TEXT SHOWN:
Abstract
XML is a versatile markup language, capable of labeling the information content of diverse data sources, including structured and semi-structured documents, relational databases, and object repositories. A query language that uses the structure of XML intelligently can express queries across all these kinds of data, whether physically stored in XML or viewed as XML via middleware. This specification describes a query language called XQuery, which is designed to be broadly applicable across many types of XML data sources.
A list of changes made since XQuery 3.1 can be found in J Change Log.
This section discusses each of the basic kinds of expression. Each kind of expression has a name such as PathExpr, which is introduced on the left side of the grammar production that defines the expression. Since XQuery 4.0 is a composable language, each kind of expression is defined in terms of other expressions whose operators have a higher precedence. In this way, the precedence of operators is represented explicitly in the grammar.
The order in which expressions are discussed in this document does not reflect the order of operator precedence. In general, this document introduces the simplest kinds of expressions first, followed by more complex expressions. For the complete grammar, see Appendix [A XQuery 4.0 Grammar].
[Definition: A query consists of one or more modules.] If a query is executable, one of its modules has a Query Body containing an expression whose value is the result of the query. An expression is represented in the XQuery grammar by the symbol Expr.
The XQuery 4.0 operator that has lowest precedence is the comma operator, which is used to combine two operands to form a sequence. As shown in the grammar, a general expression (Expr) can consist of multiple ExprSingle operands, separated by commas.
The name ExprSingle denotes an expression that does not contain a top-level comma operator (despite its name, an ExprSingle may evaluate to a sequence containing more than one item.)
The symbol ExprSingle is used in various places in the grammar where an expression is not allowed to contain a top-level comma. For example, each of the arguments of a function call must be a ExprSingle, because commas are used to separate the arguments of a function call.
After the comma, the expressions that have next lowest precedence are FLWORExpr,QuantifiedExpr, SwitchExpr, TypeswitchExpr, IfExpr, TryCatchExpr, and OrExpr. Each of these expressions is described in a separate section of this document.
Most modern programming languages have support for collections of key/value pairs, which may be called maps, dictionaries, associative arrays, hash tables, keyed lists, or objects (these are not the same thing as objects in object-oriented systems). In XQuery 4.0, we call these maps. Most modern programming languages also support ordered lists of values, which may be called arrays, vectors, or sequences. In XQuery 4.0, we have both sequences and arrays. Unlike sequences, an array is an item, and can appear as an item in a sequence.
Note:
The XQuery 4.0 specification focuses on syntax provided for maps and arrays, especially constructors and lookup.

Dataset entries:
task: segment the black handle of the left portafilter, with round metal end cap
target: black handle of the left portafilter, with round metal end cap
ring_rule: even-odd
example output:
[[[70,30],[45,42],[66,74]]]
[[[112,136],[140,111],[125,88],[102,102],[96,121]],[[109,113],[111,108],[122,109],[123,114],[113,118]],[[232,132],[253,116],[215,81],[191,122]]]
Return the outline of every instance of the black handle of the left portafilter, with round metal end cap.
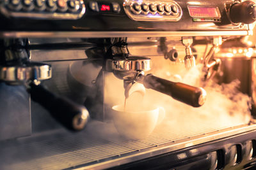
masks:
[[[29,84],[31,99],[47,109],[52,117],[72,131],[81,131],[90,119],[88,110],[66,97],[59,97],[42,85]]]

WHAT YOU HAVE TO DO:
Please write out the XQuery text word for word, from "The name ExprSingle" to "a function call.". The items aren't needed here.

YOUR SOLUTION:
The name ExprSingle denotes an expression that does not contain a top-level comma operator (despite its name, an ExprSingle may evaluate to a sequence containing more than one item.)
The symbol ExprSingle is used in various places in the grammar where an expression is not allowed to contain a top-level comma. For example, each of the arguments of a function call must be a ExprSingle, because commas are used to separate the arguments of a function call.